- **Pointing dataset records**
+--

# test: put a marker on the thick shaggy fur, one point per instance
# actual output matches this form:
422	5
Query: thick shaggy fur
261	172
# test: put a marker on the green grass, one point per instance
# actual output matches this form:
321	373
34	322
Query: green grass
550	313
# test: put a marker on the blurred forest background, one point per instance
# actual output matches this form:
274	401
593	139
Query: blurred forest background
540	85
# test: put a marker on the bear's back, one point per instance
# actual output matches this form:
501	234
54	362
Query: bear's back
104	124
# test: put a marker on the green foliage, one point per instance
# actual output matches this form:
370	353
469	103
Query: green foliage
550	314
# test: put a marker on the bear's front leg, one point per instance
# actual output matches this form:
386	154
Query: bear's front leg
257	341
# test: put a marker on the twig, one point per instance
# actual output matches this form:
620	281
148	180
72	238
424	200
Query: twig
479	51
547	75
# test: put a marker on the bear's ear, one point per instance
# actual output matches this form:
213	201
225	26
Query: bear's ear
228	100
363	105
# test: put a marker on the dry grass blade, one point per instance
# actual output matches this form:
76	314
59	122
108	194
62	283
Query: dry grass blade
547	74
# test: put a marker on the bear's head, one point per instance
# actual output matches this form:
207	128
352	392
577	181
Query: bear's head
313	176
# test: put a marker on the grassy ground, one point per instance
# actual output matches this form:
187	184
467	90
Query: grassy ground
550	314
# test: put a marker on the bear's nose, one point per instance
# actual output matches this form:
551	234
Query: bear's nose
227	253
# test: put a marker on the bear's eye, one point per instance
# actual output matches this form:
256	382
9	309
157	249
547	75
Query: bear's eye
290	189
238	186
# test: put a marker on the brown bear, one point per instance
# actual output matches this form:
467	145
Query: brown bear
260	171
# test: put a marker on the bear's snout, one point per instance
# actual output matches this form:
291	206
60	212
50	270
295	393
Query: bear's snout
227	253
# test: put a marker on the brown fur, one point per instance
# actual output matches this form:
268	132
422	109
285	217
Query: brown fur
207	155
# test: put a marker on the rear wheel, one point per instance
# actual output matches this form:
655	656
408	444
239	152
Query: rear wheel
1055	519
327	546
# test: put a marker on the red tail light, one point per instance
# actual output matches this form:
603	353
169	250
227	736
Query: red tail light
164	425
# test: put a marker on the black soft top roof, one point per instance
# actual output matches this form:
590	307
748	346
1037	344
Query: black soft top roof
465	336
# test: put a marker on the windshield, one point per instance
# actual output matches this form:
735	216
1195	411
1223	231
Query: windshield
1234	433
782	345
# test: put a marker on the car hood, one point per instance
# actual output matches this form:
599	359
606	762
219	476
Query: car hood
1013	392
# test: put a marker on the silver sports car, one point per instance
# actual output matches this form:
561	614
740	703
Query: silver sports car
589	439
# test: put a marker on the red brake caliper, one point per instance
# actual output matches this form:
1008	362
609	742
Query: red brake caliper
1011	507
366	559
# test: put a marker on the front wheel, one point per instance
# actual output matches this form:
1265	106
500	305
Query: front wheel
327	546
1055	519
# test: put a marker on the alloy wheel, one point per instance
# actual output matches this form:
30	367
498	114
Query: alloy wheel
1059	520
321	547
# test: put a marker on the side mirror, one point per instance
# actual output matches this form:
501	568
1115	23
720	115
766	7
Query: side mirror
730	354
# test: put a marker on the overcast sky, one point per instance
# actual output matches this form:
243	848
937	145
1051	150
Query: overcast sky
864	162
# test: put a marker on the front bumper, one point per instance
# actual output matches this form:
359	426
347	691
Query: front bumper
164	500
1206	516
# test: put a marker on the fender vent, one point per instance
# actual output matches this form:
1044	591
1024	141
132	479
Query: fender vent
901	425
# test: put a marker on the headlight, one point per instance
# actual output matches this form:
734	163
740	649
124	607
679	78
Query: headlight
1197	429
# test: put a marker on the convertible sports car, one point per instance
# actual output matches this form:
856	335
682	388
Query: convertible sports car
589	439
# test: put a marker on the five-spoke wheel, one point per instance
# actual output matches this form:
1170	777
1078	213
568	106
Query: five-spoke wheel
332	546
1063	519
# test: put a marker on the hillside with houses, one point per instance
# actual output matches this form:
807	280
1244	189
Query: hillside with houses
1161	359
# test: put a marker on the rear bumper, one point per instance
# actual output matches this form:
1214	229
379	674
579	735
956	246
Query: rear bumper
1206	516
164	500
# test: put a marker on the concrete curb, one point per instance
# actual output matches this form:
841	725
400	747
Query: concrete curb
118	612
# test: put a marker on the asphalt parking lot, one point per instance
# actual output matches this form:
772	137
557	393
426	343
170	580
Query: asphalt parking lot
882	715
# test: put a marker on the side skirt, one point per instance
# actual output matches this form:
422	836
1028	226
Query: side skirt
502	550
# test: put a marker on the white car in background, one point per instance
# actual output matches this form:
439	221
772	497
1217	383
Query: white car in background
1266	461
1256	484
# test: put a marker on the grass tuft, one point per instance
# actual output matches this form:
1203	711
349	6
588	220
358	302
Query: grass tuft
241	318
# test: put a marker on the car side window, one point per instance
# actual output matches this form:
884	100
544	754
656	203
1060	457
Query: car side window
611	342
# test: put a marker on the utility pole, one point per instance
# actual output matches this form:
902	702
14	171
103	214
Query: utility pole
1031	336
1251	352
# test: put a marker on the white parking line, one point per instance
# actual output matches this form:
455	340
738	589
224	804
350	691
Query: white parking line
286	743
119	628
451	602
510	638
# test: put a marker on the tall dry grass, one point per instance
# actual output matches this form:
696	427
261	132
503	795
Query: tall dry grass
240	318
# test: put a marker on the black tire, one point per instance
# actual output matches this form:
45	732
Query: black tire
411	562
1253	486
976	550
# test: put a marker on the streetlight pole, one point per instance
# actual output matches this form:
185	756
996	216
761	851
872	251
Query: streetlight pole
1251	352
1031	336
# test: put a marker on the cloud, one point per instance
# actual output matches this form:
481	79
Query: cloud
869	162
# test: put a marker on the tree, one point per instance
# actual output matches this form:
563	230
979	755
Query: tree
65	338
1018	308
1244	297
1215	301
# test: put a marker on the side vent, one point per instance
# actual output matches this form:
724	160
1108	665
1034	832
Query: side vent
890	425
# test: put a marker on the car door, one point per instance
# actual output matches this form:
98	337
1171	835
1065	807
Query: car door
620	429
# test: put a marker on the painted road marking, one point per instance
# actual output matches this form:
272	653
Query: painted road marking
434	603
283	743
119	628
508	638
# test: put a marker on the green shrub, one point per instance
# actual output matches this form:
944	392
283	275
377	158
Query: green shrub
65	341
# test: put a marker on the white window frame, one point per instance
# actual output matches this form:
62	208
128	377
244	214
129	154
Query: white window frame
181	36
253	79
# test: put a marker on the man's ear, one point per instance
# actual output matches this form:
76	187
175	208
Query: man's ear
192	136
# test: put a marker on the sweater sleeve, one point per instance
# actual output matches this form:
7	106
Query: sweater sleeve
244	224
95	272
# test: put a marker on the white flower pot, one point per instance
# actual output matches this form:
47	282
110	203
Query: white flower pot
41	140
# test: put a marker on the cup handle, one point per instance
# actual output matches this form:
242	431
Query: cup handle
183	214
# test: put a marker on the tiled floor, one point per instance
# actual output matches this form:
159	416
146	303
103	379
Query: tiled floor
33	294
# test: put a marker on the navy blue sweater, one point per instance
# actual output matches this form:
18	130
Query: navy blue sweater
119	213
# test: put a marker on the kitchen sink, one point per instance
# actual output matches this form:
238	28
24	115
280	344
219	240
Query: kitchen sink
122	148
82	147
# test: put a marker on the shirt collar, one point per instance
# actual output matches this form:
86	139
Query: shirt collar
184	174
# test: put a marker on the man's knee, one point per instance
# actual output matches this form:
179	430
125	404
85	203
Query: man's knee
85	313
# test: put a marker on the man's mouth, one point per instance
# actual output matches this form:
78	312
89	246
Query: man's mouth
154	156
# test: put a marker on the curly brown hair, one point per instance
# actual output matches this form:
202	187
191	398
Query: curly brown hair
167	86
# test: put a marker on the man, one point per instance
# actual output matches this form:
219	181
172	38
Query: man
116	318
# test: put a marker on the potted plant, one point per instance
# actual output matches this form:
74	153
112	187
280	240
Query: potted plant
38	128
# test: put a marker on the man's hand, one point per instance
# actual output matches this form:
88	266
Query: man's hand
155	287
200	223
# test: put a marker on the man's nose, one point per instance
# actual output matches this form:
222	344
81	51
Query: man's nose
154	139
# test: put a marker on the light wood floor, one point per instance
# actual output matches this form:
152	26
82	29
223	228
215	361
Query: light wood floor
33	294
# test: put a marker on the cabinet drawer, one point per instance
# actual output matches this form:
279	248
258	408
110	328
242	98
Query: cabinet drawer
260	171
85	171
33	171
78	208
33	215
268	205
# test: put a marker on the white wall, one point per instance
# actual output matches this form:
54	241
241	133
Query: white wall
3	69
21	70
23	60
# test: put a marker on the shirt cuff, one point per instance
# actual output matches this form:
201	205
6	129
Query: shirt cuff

+--

- **Exercise brief**
Reproduce only the lines between the line containing "# test: put a marker on the tiled" and the last line of the records, those two lines included, exactly.

- **Written response**
# test: put a marker on the tiled floor, one point per instance
# actual output matches this form:
159	416
146	303
103	379
Query: tiled floor
33	294
# test: put a marker on the navy blue sweater, one point per instance
# actual output matches this form:
18	130
Query: navy blue sweater
119	213
# test: put a marker on the kitchen sink, one point per instance
# actual output matches this form:
238	28
24	115
280	344
219	240
Query: kitchen sink
122	148
82	147
# test: put a marker on the shirt collar, one point per instance
# actual output matches this form:
86	139
Query: shirt collar
184	174
# test: put a marker on the man's knee, one point per instance
# actual output matches this form:
179	430
125	404
85	203
Query: man's knee
85	313
# test: put a marker on the man's mouth, one point per instance
# actual output matches this form:
78	312
89	246
Query: man's mouth
154	156
# test: put a marker on the curly brown hair, one point per instance
# actual output matches this form:
202	187
191	398
Query: curly brown hair
167	86
# test: put a marker on the man, one point per instance
# actual output matches this form:
219	181
172	38
Query: man
116	318
# test: put a marker on the potted plant, one point per instance
# actual output matches this form:
74	153
112	187
280	240
Query: potted plant
38	128
# test: put a marker on the man's hand, one point per instance
# actual output matches this form:
88	266
Query: man's hand
155	287
200	223
# test: put a marker on the man's nose, one point per instance
# actual output matches this form:
222	344
81	51
Query: man's nose
154	139
# test: put a marker on the light wood floor, one point per instance
# actual output matches this form:
152	26
82	29
223	228
215	361
Query: light wood floor
33	294
# test: put a marker on the cabinet drawer, one point per instance
# actual output matches this form:
279	248
258	408
110	328
242	98
Query: cabinet drawer
260	171
85	171
33	171
78	208
33	215
268	205
# test: put a marker on the white wall, one point per instance
# actual output matches this form:
54	241
241	133
Query: white wall
3	69
21	70
23	60
# test: put a marker on the shirt cuff, one point per instance
# actual output matches this form:
201	205
6	129
Query: shirt cuff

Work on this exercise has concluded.